Work instructions:
The records that follow are to be repeated exactly, with the pictures removed.
----- Data records -----
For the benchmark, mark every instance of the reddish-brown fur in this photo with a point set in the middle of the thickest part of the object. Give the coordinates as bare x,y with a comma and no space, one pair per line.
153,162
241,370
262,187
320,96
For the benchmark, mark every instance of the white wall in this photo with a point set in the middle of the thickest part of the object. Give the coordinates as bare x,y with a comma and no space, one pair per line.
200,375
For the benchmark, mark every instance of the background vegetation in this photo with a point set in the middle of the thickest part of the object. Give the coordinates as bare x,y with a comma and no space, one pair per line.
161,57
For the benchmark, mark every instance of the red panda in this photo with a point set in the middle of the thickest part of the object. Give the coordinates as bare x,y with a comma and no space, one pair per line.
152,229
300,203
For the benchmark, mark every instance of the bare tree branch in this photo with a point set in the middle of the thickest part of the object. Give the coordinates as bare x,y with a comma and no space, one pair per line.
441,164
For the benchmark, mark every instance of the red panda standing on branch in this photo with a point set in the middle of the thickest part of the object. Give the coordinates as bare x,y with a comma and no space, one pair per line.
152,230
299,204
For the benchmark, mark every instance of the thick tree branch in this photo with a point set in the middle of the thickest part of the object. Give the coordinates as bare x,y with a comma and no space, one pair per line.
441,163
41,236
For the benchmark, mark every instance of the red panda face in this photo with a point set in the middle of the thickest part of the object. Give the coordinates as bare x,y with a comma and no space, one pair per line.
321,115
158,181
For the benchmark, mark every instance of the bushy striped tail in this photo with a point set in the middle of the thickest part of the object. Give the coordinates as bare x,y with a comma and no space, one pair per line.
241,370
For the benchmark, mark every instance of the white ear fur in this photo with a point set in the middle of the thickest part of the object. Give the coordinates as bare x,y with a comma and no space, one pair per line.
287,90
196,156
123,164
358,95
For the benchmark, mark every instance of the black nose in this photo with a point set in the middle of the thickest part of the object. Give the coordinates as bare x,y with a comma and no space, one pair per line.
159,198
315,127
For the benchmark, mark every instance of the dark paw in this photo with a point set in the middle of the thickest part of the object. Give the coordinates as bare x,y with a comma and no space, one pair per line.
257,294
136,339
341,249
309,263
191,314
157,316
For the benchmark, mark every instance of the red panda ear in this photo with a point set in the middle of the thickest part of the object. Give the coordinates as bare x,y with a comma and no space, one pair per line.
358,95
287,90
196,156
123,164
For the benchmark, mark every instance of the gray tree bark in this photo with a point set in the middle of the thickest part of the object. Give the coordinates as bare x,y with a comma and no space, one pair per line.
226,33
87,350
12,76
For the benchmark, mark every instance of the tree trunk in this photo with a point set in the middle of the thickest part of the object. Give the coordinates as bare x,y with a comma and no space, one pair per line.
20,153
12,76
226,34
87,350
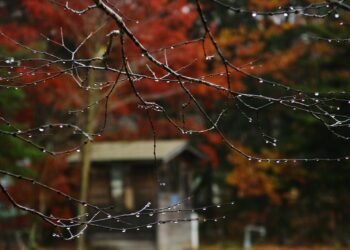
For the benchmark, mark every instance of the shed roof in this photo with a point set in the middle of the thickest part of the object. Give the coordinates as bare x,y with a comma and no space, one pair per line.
166,150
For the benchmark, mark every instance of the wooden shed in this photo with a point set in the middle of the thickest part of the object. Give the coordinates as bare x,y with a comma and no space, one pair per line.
125,175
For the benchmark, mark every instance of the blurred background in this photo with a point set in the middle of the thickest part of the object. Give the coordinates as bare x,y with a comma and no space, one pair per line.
278,205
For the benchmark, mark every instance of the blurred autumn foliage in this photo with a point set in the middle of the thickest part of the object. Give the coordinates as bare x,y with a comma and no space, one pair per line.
297,202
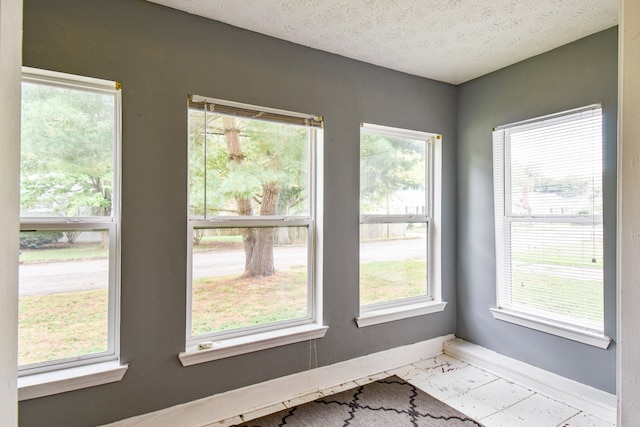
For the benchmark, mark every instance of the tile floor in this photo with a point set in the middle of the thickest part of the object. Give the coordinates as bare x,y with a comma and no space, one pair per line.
487,398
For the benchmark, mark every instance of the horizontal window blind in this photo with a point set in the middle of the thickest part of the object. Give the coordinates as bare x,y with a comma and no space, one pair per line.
548,204
248,111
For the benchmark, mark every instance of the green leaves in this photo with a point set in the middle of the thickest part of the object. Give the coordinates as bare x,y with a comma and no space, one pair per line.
-----
Finished answer:
For the benchmark, mark every instance of the reddish-brown fur in this photo with a point set in the middle of the thickest part of the object. Give the coordinates as bare x,y with a comma and no space, one pair per line.
153,162
241,370
262,187
320,96
For the benchmark, mark every instance of the white wall in this photo with a point set in the middle of the thickest part of the object. Give the coordinates as bare x,y with a comma and no space, one pair per line.
200,375
For the benchmark, mark every instance of the background vegetation in this photo with a point set in the middle of the thickest part of the object. Give the coordinates as bare x,y with a comma and no space, one pair per line.
161,57
For the benchmark, mark every instance of the red panda in this photo with a point set in the middle of the thickest part of the object. Give the coordinates as bare x,y with a comma and no space, one pair per line.
152,229
300,203
For the benchmark, mark every instance of the bare tree branch in this photo with a point set in the middle of the thickest part of the object. Give the coordinates as bare x,y with a comma and no space, one pair per line.
441,164
For the benchmark, mark every instance of the red panda standing on branch in this photo with a point set in the middle of the thickest part of the object. Give the coordinates as bare x,y with a comma and no space, one pair per line.
152,230
299,204
For the benchmark, mark every instance of the thick tree branch in this photo with a point set in the middle of the thickest part of the object. Give the coordinates as bare x,y with a comma and no space, one pair per line.
441,163
41,236
For the benchmark, mark every instance of the red panda face in this photo with a point set in the middle of the thickest part of the object. Give the coordinates as bare x,y with a comma and no space, one pair per line.
321,115
158,181
For the benchmark, mark every instance of the bushy striped tail in this photo with a point set in the middle of the thickest part of the object. Give the coordinates as bare x,y with a comma and no space, one pair per line.
241,370
For the benchmark, mark every instance of the white ear fur in this photo with a point set in the middle of the thickest part of the object. Give the coordinates as bare x,y with a comma and no space, one pair per line.
287,90
196,156
123,164
358,95
For the benchmark, mark every instance of the black nose in this photo with a point set in the middle of the thickest part of the object. Give the coordinates as bare x,y with a comma and no space, one pair per line.
159,198
315,127
For the benchmark, mark every instance of the dark paw in this photo with a point set in the middle of the thickest part of the object. Give the coordinates as bare x,y with a comma and no space, one pair per line.
257,294
136,339
341,249
309,263
191,314
157,316
For the benchmark, mark every instance of the red panda ear in this photo with a point set in the middle of the thickest part of the object. Give the coordinates as bare x,y with a comma and no space, one pair per line.
358,95
287,90
196,156
123,164
For the benchmark, mark every instance of the gray tree bark in this photo with a point set in the middle of the thickest part of the object. Give the coordinates as bare x,y with a comma and no space, one pair per line.
226,33
87,350
12,76
For the benchmark, mark every instance of the tree trunk in this photo with a point set in the middle of the thickest part of the object. Give the coordinates as bare x,y with a comma and no space, one pair per line.
20,153
12,76
226,34
87,350
For the benchmark, mark every instance of the shed roof in this photo with a point set in the middle of the thickest part of the object. Give the coordinates as bare x,y with a comma and no space, one pair per line.
166,150
For the benchmark, mark every instance of the wooden shed in this photo with a point set in the middle of the thickest part of the object. Give the coordinates as bare x,y with a comma and no space, one pair per line.
125,175
For the benchmark, mark every instance of the blurred background in this photo with a point set in the middle of the thickest part of the object. Give the coordinates as bare x,y with a comma and no space, one pair per line.
278,205
For the benchmark, mark every instance of the blurred autumn foliage in this photo with a point set in the middle of the thickest part of the object. Give the coordinates as bare x,y with a comma and no space, one pair per line.
297,202
For the benchmark, mark every instance of the tile floor in this photo with a point set in the middle of the thickest part of the object. Give the coordinates as bare x,y with a comma and no space, one pair per line.
487,398
For the benchmark, mark every instance of the horizontal window blind in this photo with a point set in the middle of the thickest part of the object. Give the coordinates as bare x,y with a comma and no space, one pair per line.
548,204
248,111
For the benchmark, mark every instance of the green leaves in this photo with a point set in the middle of the thickest part of the object. Give the coordinates as bare x,y with a comma and no space, one pair per line.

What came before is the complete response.